PROBLEM REQUIREMENTS ▸ Copy out the records word for word, starting at the line that contains "of the orange" and stopping after the last line of the records, with both ends included. Leave the pictures out.

____ PROVIDED MATERIAL

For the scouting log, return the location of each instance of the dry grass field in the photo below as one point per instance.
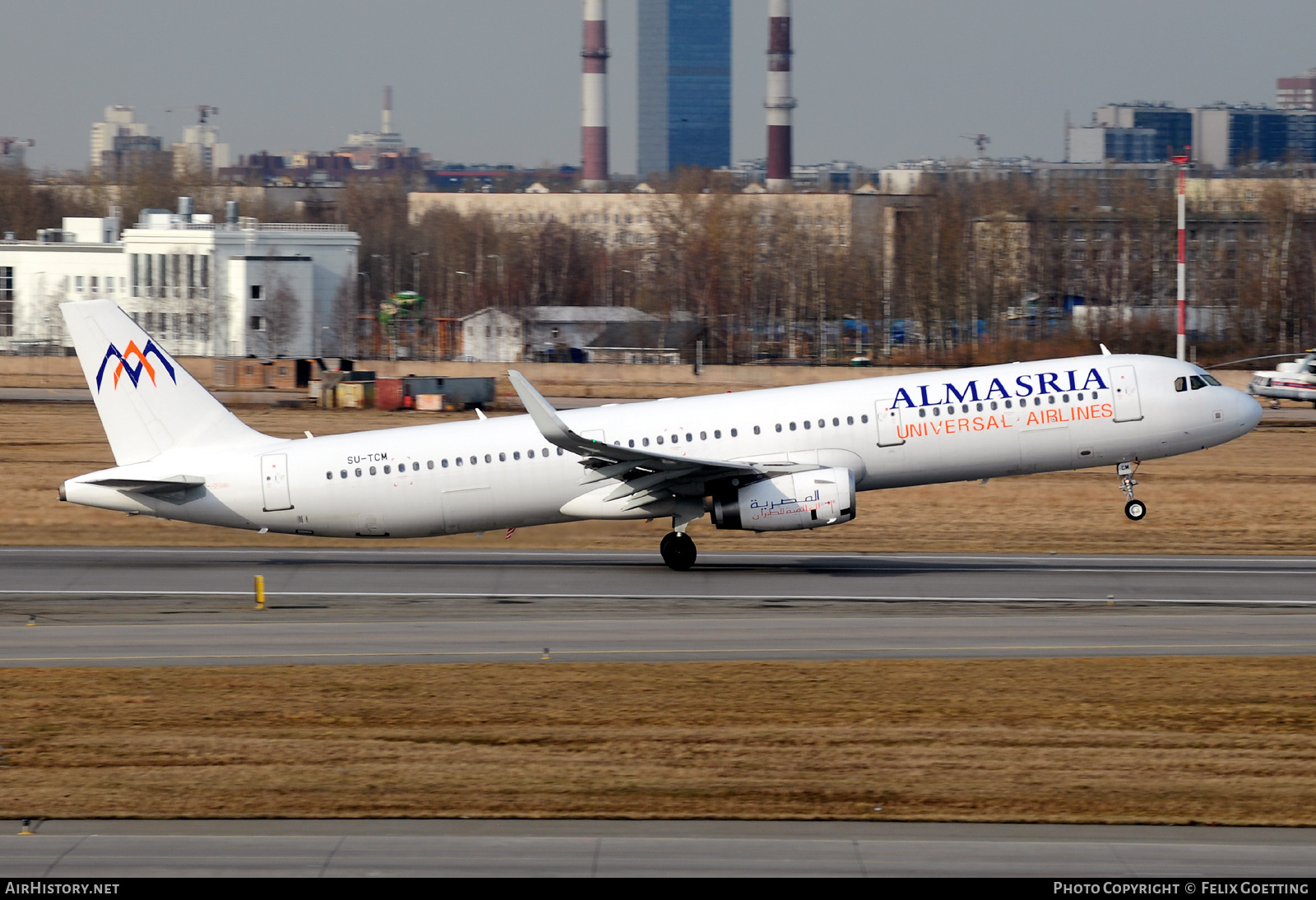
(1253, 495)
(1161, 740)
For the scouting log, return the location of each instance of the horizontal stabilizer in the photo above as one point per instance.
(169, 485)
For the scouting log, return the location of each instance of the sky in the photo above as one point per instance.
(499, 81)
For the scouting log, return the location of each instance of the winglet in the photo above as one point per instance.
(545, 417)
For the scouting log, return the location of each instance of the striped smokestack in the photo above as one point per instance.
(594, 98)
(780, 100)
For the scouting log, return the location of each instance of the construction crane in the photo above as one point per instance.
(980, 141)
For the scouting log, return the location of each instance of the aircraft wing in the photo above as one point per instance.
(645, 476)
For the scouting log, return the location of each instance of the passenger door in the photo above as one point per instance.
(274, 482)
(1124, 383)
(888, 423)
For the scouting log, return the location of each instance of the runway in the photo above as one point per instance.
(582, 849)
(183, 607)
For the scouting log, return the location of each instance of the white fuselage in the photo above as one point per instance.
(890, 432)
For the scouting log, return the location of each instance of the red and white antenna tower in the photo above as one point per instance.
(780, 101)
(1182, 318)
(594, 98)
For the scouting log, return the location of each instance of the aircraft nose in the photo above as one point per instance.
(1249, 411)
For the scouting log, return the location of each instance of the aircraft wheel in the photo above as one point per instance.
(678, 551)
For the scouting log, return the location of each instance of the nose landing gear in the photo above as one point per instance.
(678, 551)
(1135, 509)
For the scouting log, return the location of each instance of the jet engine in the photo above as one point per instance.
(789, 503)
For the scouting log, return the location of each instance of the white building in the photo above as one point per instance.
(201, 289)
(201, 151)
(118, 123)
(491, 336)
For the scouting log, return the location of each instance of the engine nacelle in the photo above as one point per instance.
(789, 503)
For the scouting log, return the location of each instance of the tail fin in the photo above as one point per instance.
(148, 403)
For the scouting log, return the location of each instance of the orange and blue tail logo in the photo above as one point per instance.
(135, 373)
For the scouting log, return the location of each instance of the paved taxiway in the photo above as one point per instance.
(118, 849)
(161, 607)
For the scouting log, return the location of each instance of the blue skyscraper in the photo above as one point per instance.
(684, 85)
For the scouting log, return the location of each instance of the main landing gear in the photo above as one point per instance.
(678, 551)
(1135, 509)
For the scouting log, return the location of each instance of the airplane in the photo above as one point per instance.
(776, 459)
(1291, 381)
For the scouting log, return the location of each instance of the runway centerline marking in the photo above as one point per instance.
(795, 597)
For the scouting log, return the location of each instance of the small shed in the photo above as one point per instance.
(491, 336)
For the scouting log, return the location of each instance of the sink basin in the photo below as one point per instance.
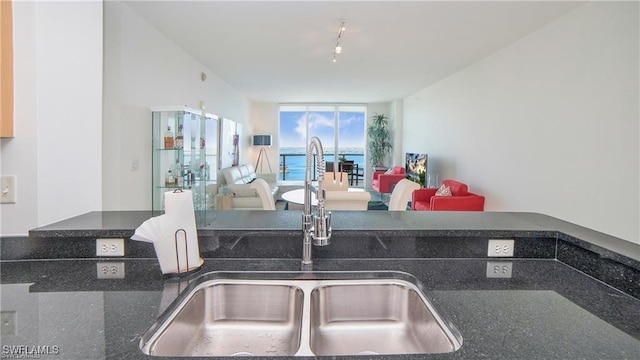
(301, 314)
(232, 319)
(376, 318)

________

REPLY ▸
For the scouting log, return the location of each instance of the orange and blue tail logo in the photo above as one point per instance.
(135, 373)
For the scouting log, return the location of each instance of the paved taxiway in the photo above as one point per instance.
(118, 849)
(161, 607)
For the scouting log, return the location of each instance of the blue skyscraper in the photo above as one point per instance.
(684, 85)
For the scouting log, return the location of each instance of the main landing gear in the photo above as one point per instance.
(678, 551)
(1135, 509)
For the scouting log, return the location of each instance of the airplane in the photo above as one point per instance.
(776, 459)
(1291, 381)
For the scouting log, return the location of each instance of the runway centerline marking in the photo above as one point per instance.
(795, 597)
For the scouting log, return the location of each instance of the small shed in the photo above as one point per instance.
(491, 336)
For the scouting log, return the location of each instance of the sink basin in the photo below as one point per instance.
(301, 314)
(232, 319)
(376, 318)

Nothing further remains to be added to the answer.